Given problem 1. Below, copy the entries word for word from their first line through the line that contains "column 494, row 335", both ends included.

Page excerpt.
Advanced Programmatic Initialization

When creating a PrepAudioVideo instance, you can specify:

  • ffmpeg_path (str | Path | None): Path to a specific ffmpeg executable. If None, static_ffmpeg's version is used.
  • ffprobe_path (str | Path | None): Path to a specific ffprobe executable. If None, static_ffmpeg's version is used.
  • verbose (bool): Set to True for detailed logging output from ffmpeg/ffprobe during operations. Defaults to False.

Technical Details

This section provides a deeper dive into how vid2captionsai works and guidelines for contributors.

How the Code Works

vid2captionsai leverages ffmpeg, a powerful open-source multimedia framework, to perform video manipulations.

  • Core Logic: The main functionality resides in the PrepAudioVideo class within src/vid2captionsai/vid2captionsai.py.
  • Command-Line Interface (CLI): The CLI is powered by the fire library. src/vid2captionsai/__main__.py uses fire to expose the methods of the PrepAudioVideo class as subcommands (e.g., blank, mask).
  • ffmpeg and ffprobe Integration:
    • The tool interacts with ffmpeg and ffprobe command-line tools using Python's subprocess module.
    • It includes static-ffmpeg as a dependency. This package provides pre-compiled ffmpeg and ffprobe binaries for various platforms, ensuring the tool works out-of-the-box on supported systems without requiring users to manually install ffmpeg.
    • If specific ffmpeg or ffprobe executables are needed (e.g., custom builds or different versions), their paths can be provided when instantiating the PrepAudioVideo class programmatically (see "Advanced Programmatic Initialization").

blank Method Internals

The blank method performs the following steps:

  1. Path Preparation: Resolves input and output paths. The output is named [input_stem]-blank.mp4 by default.
  2. Video Analysis (using ffprobe):
    • Extracts the duration of the input video using ffprobe ... -show_entries format=duration ....
    • Extracts the frame rate (r_frame_rate) of the input video stream using ffprobe ... -show_entries stream=r_frame_rate ....
  3. Video Generation (using ffmpeg):
    • A new video stream is generated using ffmpeg's lavfi (filtergraph) input device with the color source filter:
      • ffmpeg -f lavfi -i "color=c={color}:s={width}x{height}:r={fps}:d={duration}" ...
      • This creates a video source of the specified hex color, widthxheight dimensions, calculated fps, and duration.
    • The original audio stream from the input video is mapped to the new video using -map options:
      • -map 0:v:0: Selects the video stream from the first input (the generated color source).
      • -map 1:a:0: Selects the audio stream from the second input (the original video file).
    • Encoding:
      • Video codec: libx264 (H.264).
      • Audio codec: aac.
    • -shortest: Ensures the output duration does not exceed the shortest input stream's duration (critical as the generated color source has a precise duration).

Supplied records.
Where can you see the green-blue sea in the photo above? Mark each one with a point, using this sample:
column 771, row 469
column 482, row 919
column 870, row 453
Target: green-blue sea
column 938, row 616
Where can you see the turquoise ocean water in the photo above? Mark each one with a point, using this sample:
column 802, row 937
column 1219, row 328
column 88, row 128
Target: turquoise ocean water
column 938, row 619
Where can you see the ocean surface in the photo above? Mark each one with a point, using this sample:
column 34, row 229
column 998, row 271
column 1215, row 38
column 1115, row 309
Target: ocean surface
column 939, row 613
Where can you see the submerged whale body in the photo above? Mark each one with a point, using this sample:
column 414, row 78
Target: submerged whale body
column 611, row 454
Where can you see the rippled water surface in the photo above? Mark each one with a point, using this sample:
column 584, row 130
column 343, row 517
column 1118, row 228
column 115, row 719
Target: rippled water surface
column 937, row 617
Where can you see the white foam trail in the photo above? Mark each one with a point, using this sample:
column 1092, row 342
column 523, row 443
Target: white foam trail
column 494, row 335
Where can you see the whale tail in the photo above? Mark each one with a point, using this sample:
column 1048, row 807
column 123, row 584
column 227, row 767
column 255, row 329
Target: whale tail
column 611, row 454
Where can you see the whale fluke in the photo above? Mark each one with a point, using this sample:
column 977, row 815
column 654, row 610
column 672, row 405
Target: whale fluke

Given problem 2.
Answer these questions about the page excerpt, one answer a line:
(a) What is the default value of the verbose option?
(b) Which library powers the command-line interface?
(c) What audio codec does the blank method use?

Answer 1.
Where can you see the green-blue sea in the photo above? Mark each one with a point, using this sample:
column 771, row 469
column 482, row 919
column 870, row 453
Target: green-blue sea
column 938, row 616
Where can you see the turquoise ocean water in the photo above? Mark each one with a point, using this sample:
column 802, row 937
column 1219, row 328
column 88, row 128
Target: turquoise ocean water
column 938, row 619
Where can you see the ocean surface in the photo above? Mark each one with a point, using this sample:
column 34, row 229
column 998, row 271
column 1215, row 38
column 1115, row 309
Target: ocean surface
column 939, row 613
Where can you see the submerged whale body in the photo above? Mark each one with a point, using this sample:
column 414, row 78
Target: submerged whale body
column 611, row 454
Where can you see the rippled water surface in the photo above? Mark each one with a point, using this sample:
column 584, row 130
column 343, row 517
column 1118, row 228
column 115, row 719
Target: rippled water surface
column 937, row 617
Where can you see the white foam trail in the photo above? Mark each one with a point, using this sample:
column 1092, row 342
column 523, row 443
Target: white foam trail
column 494, row 335

Answer 2.
(a) False
(b) The fire library
(c) aac